**Task prompt**
Render the material from its first line up to and including the line with "[[188, 292], [407, 269], [242, 225], [355, 255], [276, 231]]" as a two-column CSV headed instruction and response. Give one row per pair, with the text in instruction and its answer in response, every field in quotes and line breaks replaced by spaces.

====================

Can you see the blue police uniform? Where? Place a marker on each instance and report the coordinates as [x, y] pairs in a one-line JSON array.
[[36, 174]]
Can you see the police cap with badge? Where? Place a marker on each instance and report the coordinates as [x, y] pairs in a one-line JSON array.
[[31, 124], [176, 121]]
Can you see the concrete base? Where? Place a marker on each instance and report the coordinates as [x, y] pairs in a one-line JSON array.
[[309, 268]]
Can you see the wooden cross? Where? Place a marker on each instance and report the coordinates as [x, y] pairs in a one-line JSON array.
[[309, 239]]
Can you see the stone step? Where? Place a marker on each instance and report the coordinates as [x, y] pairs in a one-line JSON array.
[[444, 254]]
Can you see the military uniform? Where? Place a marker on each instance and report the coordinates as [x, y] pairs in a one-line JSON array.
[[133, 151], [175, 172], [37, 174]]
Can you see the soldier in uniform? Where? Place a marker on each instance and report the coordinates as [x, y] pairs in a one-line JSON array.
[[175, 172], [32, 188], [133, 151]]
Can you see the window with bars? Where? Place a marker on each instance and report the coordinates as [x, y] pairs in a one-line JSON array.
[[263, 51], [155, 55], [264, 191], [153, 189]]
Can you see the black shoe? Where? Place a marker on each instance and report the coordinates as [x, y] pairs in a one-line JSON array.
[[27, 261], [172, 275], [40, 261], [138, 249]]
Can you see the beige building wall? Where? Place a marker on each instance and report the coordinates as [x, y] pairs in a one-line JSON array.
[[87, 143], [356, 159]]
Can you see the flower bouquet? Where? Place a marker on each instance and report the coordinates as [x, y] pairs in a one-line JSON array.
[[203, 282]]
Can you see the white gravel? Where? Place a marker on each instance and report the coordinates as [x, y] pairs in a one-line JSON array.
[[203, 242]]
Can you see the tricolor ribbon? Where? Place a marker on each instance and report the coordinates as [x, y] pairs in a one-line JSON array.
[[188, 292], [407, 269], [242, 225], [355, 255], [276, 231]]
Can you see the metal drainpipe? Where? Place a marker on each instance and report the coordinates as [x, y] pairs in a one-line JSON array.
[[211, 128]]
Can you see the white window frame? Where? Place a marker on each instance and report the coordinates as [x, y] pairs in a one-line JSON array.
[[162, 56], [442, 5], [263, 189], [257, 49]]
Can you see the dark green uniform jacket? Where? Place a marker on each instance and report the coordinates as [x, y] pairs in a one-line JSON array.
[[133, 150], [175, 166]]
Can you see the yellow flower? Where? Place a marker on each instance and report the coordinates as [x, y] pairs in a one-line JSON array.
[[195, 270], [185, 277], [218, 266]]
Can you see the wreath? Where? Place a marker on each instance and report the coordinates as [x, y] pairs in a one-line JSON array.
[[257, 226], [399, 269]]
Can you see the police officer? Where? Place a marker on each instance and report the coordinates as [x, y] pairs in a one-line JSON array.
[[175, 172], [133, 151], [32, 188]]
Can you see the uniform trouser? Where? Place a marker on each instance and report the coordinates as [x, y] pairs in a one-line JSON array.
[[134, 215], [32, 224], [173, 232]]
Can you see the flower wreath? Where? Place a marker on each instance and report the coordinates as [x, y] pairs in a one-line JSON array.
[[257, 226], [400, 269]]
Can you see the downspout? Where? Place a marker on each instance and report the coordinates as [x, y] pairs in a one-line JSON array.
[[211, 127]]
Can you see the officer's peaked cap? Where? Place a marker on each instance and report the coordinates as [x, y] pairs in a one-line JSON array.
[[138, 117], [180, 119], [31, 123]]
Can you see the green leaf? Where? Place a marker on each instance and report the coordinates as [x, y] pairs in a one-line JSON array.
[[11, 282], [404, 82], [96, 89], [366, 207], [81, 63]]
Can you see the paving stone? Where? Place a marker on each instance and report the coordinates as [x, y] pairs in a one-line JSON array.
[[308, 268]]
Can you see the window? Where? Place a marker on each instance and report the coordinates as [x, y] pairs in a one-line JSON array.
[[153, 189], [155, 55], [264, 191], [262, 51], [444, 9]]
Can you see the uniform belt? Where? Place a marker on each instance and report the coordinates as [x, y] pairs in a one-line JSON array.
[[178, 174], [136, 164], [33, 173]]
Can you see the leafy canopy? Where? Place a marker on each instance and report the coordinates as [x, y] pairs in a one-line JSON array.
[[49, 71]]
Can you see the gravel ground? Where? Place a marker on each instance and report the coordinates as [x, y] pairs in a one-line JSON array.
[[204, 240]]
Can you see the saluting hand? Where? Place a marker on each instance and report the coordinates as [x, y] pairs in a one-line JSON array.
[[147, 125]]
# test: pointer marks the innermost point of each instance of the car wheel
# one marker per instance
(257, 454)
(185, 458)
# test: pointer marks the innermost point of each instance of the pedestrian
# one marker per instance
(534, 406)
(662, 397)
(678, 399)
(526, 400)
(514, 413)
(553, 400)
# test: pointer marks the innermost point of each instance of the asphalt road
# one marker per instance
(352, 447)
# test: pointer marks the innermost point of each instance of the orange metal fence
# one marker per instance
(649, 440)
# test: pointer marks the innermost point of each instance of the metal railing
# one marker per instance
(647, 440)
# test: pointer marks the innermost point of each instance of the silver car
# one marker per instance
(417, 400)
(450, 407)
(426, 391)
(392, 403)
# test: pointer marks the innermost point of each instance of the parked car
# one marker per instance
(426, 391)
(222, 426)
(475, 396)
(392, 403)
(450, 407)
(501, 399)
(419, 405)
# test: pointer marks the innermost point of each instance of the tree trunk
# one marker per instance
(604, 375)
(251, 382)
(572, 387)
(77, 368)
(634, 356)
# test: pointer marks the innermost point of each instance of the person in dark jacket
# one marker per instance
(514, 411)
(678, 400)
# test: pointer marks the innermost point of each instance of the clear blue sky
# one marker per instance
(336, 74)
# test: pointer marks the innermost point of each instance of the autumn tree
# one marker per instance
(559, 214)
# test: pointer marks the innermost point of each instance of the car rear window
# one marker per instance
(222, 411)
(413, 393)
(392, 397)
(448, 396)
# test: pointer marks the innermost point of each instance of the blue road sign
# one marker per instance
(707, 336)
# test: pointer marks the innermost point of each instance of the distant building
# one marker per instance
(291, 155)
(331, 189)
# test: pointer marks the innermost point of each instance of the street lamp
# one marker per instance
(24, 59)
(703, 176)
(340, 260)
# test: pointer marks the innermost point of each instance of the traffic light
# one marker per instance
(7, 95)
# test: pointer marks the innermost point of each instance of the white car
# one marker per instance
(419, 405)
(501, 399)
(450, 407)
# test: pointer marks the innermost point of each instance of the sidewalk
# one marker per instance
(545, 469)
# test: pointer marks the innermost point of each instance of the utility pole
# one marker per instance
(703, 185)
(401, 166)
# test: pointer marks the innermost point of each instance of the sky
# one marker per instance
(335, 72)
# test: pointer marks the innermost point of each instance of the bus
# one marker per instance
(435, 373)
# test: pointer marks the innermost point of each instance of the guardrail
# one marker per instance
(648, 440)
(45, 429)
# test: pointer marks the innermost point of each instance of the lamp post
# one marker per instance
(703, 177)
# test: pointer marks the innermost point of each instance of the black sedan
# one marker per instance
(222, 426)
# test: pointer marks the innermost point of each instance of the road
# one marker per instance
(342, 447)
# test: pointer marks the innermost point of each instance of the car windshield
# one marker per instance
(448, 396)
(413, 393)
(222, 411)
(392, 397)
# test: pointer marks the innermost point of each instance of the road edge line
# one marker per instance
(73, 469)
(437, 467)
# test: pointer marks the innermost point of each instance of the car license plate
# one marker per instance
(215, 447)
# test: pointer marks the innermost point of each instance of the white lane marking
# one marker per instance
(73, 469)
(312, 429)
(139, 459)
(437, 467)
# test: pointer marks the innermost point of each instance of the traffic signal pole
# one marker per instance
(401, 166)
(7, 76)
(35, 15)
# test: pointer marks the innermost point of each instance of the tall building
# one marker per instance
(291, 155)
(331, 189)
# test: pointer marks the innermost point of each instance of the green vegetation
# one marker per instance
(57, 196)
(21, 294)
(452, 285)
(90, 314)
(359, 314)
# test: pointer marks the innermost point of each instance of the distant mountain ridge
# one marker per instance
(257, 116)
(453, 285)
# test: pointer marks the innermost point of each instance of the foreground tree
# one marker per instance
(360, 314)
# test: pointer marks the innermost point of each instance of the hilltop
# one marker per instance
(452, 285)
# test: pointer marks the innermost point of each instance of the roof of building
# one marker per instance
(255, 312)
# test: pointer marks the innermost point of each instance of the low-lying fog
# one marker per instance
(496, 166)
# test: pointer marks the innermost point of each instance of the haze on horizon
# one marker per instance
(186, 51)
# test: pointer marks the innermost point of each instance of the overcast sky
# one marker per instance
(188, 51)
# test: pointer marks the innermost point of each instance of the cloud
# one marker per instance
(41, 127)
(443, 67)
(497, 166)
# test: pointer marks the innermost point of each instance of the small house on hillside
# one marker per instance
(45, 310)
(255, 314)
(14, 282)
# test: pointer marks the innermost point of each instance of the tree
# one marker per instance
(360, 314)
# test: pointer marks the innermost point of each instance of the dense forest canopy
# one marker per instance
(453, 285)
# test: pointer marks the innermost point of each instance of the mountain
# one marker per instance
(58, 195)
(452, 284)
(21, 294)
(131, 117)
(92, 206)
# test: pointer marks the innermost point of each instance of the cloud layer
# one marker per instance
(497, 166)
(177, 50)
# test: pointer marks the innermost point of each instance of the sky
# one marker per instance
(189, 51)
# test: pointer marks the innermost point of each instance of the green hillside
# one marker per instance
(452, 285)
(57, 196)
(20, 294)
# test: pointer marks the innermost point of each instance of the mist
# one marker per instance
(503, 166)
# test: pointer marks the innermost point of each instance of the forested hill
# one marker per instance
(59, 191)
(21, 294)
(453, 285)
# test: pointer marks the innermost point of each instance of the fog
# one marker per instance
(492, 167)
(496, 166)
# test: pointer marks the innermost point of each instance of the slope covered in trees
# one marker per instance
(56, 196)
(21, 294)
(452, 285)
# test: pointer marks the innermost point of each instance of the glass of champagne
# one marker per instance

====================

**Exercise result**
instruction,response
"Can you see the blue police uniform? Where? Place a marker on each instance and report the coordinates as [x, y] pairs in a one-line JSON array.","[[36, 174]]"
"Can you see the police cap with badge? Where? Place a marker on each instance and report the coordinates as [x, y] pairs in a one-line JSON array.","[[31, 124], [176, 121]]"
"Can you see the concrete base? Where? Place a marker on each instance and report the coordinates as [x, y] pairs in a one-line JSON array.","[[309, 268]]"
"Can you see the wooden cross? Where? Place a marker on each instance and report the coordinates as [x, y] pairs in a one-line JSON array.","[[309, 239]]"
"Can you see the stone step? Where? Place a marker on each instance and report the coordinates as [x, y] pairs in a one-line JSON array.","[[444, 254]]"
"Can you see the military uniform? Where? Place a marker on each instance and report the coordinates as [x, y] pairs in a one-line JSON array.","[[133, 151], [175, 172], [37, 174]]"
"Can you see the soldier in uniform? Where? Place a marker on each instance and report the coordinates as [x, y] pairs in a one-line JSON array.","[[175, 172], [32, 188], [133, 151]]"
"Can you see the window with bars? Where? Place a marker on each instance and report the coordinates as [x, y] pairs in a one-line JSON array.","[[263, 51], [155, 55], [264, 191], [153, 189]]"
"Can you see the black shoe? Where? Place a marker on each instance and report the coordinates as [x, y] pairs in a one-line JSON array.","[[27, 261], [172, 275], [40, 261], [138, 249]]"
"Can you see the beige building wall? Where? Place a marker on each instance and report the coordinates as [x, y] pairs in a one-line JSON array.","[[87, 143], [356, 159]]"
"Can you see the flower bouquet? Where? Place a marker on each instance and report the coordinates as [x, y] pairs in a one-line JSON array.","[[203, 282]]"
"Can you see the white gravel? Where? Place a marker on each instance and report the coordinates as [x, y] pairs in a one-line JSON array.","[[203, 242]]"
"Can you see the tricolor ribbon? Where? Place a marker on each instance and report the coordinates as [x, y] pairs in a one-line JSON array.","[[188, 292], [407, 269], [242, 225], [355, 255], [276, 231]]"